» **WRITTEN PROBLEM**
Repeat exactly the stretch of lines that starts with the one containing "In this exercise you will spot the riverbank" and ends with the last line of the material. Leave out pictures.

» **SUPPLIED DATA**
** Begin **

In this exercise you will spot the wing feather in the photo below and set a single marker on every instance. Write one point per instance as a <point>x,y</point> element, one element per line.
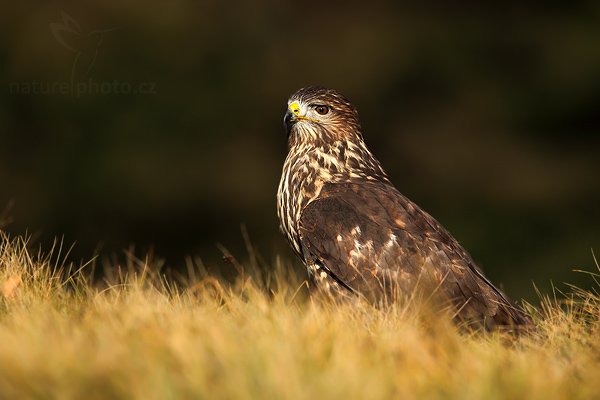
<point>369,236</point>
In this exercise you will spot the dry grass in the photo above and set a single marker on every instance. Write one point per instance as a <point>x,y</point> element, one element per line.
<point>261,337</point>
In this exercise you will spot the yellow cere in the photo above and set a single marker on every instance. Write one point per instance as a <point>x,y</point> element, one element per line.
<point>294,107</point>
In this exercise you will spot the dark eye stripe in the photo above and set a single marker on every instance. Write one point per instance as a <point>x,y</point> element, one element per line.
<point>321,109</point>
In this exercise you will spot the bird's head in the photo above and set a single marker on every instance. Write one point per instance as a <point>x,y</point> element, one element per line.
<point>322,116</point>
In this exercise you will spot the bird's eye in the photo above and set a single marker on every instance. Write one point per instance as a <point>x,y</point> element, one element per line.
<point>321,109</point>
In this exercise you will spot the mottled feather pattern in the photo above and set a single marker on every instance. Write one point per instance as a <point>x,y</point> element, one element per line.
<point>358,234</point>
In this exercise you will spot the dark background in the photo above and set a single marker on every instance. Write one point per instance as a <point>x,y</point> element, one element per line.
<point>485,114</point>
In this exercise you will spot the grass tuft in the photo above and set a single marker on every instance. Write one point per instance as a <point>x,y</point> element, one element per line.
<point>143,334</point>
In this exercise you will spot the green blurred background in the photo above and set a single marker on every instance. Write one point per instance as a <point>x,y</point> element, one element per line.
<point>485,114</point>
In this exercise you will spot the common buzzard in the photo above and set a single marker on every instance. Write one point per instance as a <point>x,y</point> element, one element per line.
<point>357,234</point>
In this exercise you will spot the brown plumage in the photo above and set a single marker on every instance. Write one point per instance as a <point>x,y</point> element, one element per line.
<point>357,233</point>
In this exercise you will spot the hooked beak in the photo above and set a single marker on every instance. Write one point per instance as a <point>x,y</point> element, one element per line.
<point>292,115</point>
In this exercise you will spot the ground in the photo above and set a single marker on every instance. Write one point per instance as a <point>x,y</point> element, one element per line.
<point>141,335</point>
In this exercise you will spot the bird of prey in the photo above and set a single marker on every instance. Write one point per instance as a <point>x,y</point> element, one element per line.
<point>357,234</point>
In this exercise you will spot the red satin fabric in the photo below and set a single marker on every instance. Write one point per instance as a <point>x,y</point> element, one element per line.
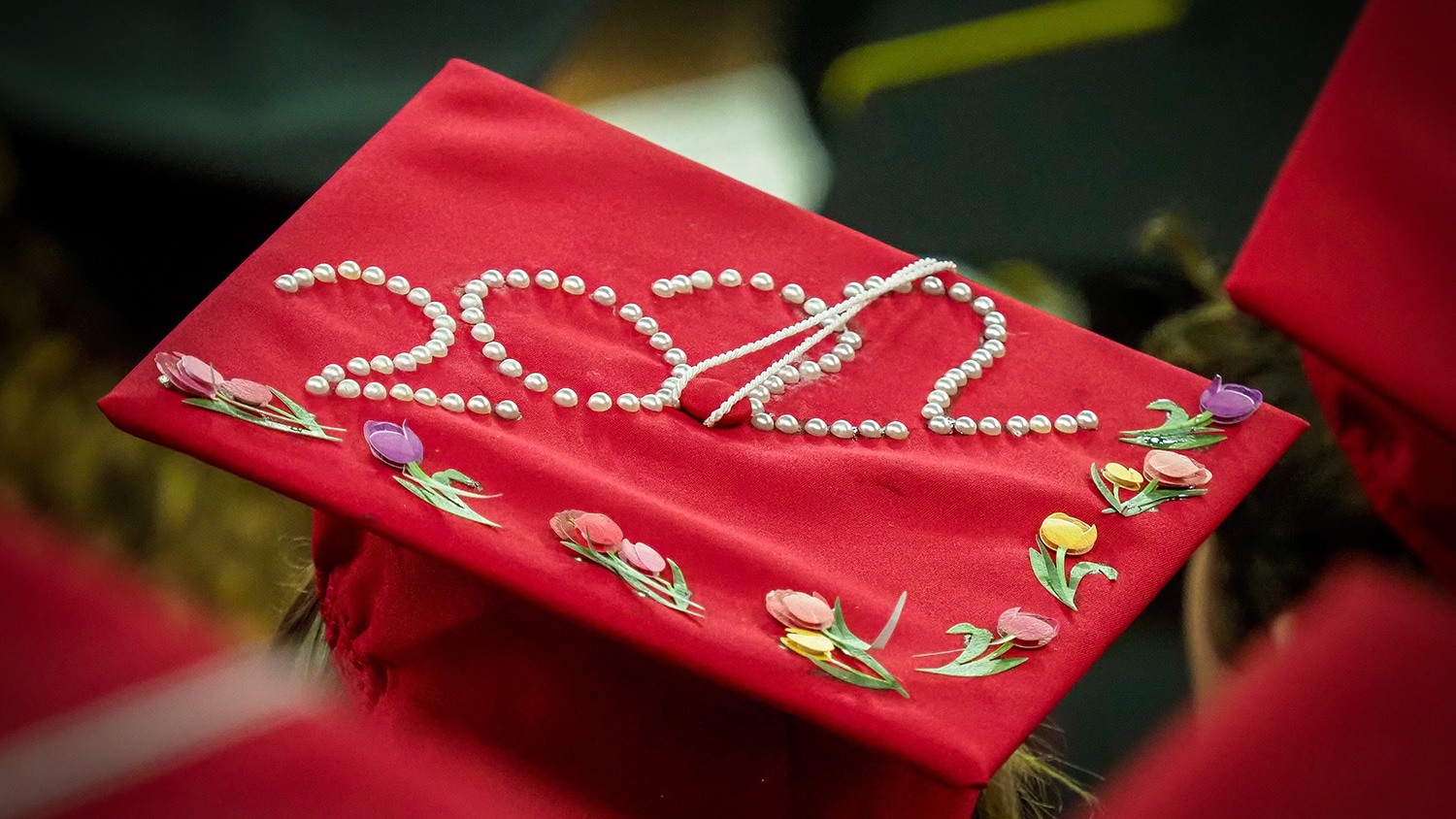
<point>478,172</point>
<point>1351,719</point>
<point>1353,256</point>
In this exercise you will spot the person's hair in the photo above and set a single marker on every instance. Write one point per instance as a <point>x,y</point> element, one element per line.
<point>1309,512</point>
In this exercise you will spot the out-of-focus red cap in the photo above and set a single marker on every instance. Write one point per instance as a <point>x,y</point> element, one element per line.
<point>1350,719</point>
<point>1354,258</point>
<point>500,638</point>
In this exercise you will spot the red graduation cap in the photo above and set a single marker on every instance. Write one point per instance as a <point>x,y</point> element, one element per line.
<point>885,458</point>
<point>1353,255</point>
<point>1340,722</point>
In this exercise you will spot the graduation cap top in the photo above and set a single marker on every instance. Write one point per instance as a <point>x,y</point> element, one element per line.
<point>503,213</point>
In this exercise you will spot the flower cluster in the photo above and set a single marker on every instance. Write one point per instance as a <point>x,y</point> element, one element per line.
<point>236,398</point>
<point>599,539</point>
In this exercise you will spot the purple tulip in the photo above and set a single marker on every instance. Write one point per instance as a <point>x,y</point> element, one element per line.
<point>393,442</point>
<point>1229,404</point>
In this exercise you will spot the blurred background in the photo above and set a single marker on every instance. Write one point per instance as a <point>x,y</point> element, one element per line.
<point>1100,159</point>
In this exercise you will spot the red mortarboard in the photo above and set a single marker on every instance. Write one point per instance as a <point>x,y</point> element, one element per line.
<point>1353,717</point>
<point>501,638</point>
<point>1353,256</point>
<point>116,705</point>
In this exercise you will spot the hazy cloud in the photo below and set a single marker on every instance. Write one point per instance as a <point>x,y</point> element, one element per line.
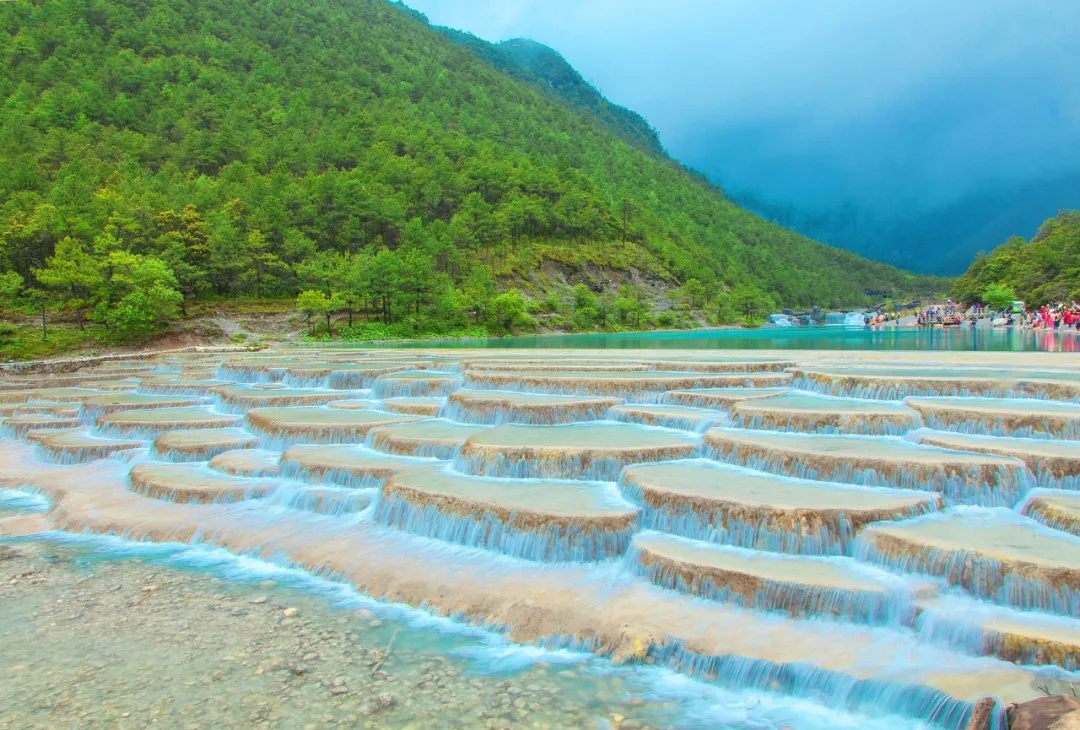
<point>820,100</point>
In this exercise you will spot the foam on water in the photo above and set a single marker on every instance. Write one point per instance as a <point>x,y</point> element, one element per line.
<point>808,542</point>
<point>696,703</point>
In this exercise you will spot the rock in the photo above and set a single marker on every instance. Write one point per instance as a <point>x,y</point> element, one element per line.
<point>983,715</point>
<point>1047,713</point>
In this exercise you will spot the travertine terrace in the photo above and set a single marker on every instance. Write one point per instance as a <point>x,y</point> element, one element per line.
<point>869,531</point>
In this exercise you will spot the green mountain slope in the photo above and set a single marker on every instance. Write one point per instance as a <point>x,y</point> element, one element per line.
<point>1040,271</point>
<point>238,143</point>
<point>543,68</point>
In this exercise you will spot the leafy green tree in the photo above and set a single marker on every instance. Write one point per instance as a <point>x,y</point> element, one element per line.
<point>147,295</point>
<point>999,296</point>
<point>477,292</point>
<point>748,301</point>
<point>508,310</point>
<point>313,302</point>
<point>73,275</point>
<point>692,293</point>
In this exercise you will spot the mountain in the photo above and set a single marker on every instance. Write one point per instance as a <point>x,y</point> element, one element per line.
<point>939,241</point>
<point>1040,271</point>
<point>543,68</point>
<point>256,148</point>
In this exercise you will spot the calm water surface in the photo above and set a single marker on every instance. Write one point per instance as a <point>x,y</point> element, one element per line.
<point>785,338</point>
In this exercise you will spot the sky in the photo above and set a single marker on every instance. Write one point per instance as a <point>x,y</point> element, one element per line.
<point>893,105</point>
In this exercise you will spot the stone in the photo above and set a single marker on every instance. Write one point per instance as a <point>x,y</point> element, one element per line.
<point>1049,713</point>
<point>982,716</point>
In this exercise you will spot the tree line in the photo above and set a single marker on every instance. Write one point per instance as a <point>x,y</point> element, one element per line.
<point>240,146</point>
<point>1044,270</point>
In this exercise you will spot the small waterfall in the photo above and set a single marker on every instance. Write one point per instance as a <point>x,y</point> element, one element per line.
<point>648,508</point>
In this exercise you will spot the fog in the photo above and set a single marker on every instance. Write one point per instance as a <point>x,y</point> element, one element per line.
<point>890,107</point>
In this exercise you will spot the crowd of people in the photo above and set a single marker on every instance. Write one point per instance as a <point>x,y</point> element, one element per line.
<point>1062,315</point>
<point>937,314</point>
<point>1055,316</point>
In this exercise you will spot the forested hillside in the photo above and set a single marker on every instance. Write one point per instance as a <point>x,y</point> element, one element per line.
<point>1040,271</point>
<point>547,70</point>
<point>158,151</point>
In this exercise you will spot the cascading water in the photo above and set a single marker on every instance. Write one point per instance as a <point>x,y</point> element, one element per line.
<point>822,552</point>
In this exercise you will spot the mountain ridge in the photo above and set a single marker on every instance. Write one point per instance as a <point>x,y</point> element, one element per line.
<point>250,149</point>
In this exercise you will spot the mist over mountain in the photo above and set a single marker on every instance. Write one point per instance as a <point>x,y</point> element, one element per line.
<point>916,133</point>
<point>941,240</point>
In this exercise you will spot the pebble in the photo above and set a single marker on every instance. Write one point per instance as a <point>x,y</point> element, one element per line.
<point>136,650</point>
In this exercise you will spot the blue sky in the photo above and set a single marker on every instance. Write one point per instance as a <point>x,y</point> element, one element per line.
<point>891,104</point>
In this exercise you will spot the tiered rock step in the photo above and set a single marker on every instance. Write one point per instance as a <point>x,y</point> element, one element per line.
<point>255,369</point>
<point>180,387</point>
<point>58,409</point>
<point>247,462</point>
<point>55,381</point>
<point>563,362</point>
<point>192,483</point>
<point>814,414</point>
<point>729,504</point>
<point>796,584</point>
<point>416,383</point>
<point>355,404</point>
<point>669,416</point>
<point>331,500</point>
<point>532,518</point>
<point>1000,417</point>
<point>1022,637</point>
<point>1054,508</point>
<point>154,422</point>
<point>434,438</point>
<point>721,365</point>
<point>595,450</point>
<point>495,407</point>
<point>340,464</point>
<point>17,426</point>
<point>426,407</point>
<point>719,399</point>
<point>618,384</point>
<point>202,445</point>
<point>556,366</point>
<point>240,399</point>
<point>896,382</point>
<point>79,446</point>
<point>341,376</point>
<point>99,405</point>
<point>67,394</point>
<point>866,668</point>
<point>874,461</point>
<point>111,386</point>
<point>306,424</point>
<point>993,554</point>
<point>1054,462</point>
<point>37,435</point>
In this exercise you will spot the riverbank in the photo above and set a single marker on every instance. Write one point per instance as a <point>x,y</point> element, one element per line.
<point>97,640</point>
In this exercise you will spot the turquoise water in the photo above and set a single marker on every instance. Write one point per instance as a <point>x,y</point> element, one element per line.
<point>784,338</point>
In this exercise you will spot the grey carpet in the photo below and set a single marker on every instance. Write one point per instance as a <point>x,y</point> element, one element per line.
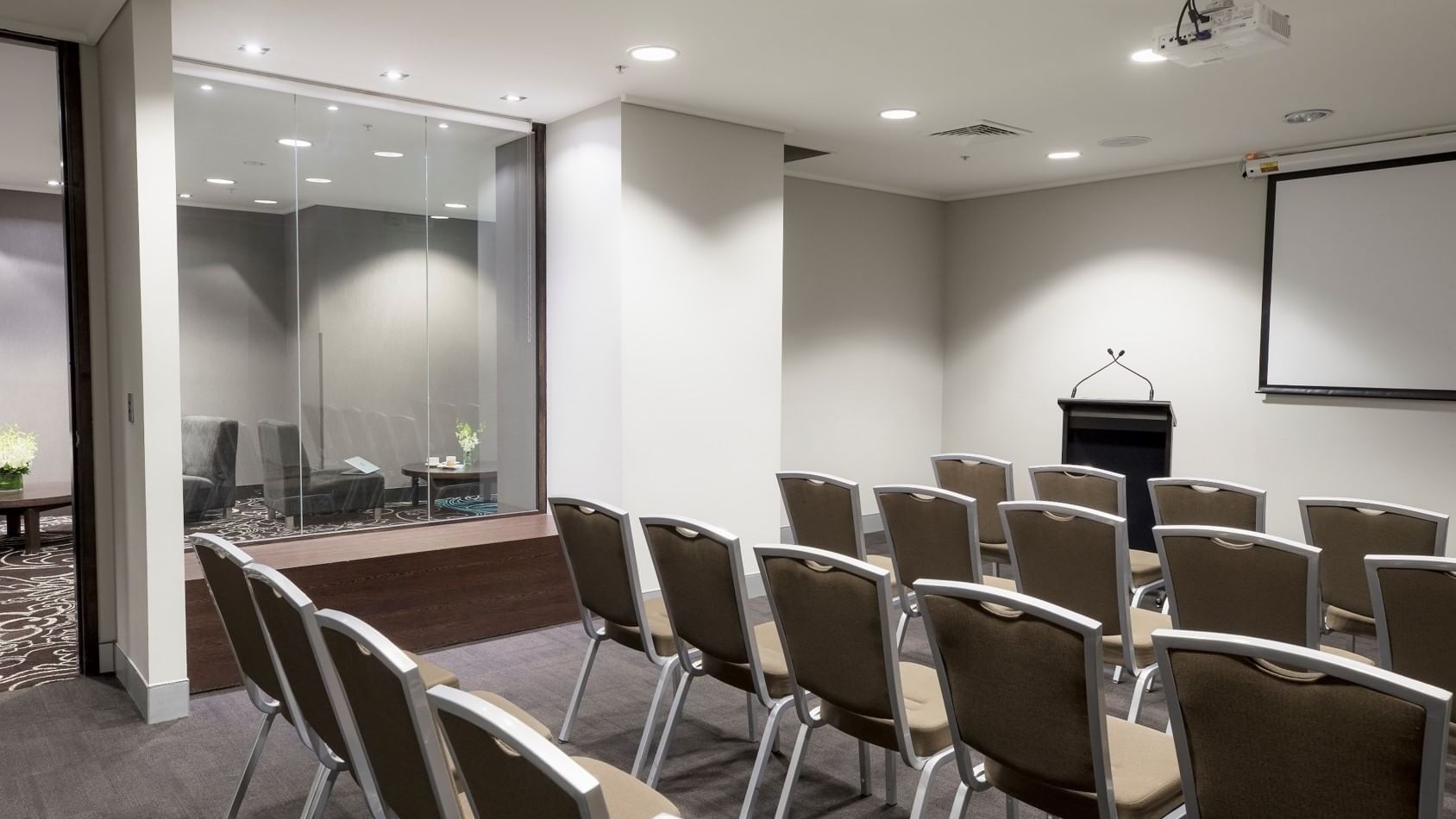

** End **

» **COMPLETED EXERCISE**
In this exercise you will spot the riverbank in the photo above and set a single marker on every instance. Write one point per instance as a <point>x,y</point> element, one element per line.
<point>97,640</point>
In this exercise you will spot the turquoise water in the photo above and set a single marker on every instance. Write one point per instance as a <point>x,y</point> element, one element per line.
<point>784,338</point>
In this exercise you will spot the grey carpet in the photo below and set a single marker on every instance. Write one point per instance as a <point>x,y</point> element, one element per line.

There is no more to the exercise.